= Provided passage =
──────────

However, in the report, he stressed that Canada Carbon’s “startling” grades were produced with only a three-stage flotation circuit – a standard flow sheet for processing graphite – which had “shaken” Stormcrow’s perception of the junior graphite market.

Graphite ore containing less than 10% carbon was crushed, flash-floated to liberate the largest flakes, then repeatedly milled and floated to recover the usual proportions of flake. Bulk samples were collected from Miller, with assistance from SGS Lakefield, to gather a representative sample of run-of-mine material, as opposed to a collection of ore gathered by hand from potential veins.

“While Canada Carbon presently lacks a NI [National Instrument] 43-101 resource, we have visited the site and have seen a large selection of near-surface graphite veins spanning a significant land area. It seems unlikely that the resource size will be insufficient to establish a mine.

──────────

= Data extract =
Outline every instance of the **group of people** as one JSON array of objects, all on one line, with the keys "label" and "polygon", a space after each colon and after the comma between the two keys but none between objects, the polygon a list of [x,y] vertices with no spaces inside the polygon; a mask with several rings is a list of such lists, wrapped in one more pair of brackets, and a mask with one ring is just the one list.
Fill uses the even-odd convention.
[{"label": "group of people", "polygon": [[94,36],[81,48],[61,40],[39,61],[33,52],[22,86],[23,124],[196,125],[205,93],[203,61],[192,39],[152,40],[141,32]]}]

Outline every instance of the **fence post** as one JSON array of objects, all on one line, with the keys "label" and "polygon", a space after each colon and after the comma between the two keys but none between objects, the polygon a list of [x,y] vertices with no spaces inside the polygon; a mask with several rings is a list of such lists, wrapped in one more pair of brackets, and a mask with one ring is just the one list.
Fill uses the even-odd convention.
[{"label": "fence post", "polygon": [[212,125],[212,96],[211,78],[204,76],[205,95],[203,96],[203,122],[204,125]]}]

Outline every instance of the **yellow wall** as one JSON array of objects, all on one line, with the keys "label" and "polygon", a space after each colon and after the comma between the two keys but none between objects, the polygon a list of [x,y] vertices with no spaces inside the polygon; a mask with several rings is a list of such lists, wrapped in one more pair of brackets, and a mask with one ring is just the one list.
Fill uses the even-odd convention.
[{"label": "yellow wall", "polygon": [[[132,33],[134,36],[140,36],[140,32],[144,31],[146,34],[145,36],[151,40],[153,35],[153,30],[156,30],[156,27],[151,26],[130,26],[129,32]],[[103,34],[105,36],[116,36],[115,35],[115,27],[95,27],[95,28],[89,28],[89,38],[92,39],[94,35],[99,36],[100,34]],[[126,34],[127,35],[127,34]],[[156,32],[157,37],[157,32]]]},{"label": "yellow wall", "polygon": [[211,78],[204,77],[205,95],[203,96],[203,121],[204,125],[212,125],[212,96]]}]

──────────

= Stated problem 1 =
In the Canada Carbon graphite passage, who assisted in collecting the bulk samples from Miller?
= Stated problem 2 =
Please carry the Canada Carbon graphite passage forward from its final sentence.

= Written response 1 =
SGS Lakefield

= Written response 2 =
“It will be interesting to determine if the concentrates produced by Canada Carbon are easily expanded, or if the material may be able to be sold into certain high-value specialty markets. We have not previously seen graphite purity produced through flotation alone at anything like the levels produced by Canada Carbon and the implications for the cost of expandable and battery-grade graphite concentrates is very significant,” Hykawy said.

Stormcrow also noted that another potential cost advantage for the project was that a significant part of the Miller deposit appeared to be hosted in white, large-crystal marble, potentially enabling the mine’s host rock to be sold for a significant amount a tonne, further reducing the effective cost a tonne of Canada Carbon's graphite concentrates.

The Miller deposit is located about 80 km from Montreal, in Grenville Township, and has access to excellent infrastructure, including year-round road access and electricity.

Canada Carbon’s TSX-V-listed stock had gained 15% since the start of the year and on Thursday gained another 6.67% at C$0.24 apiece.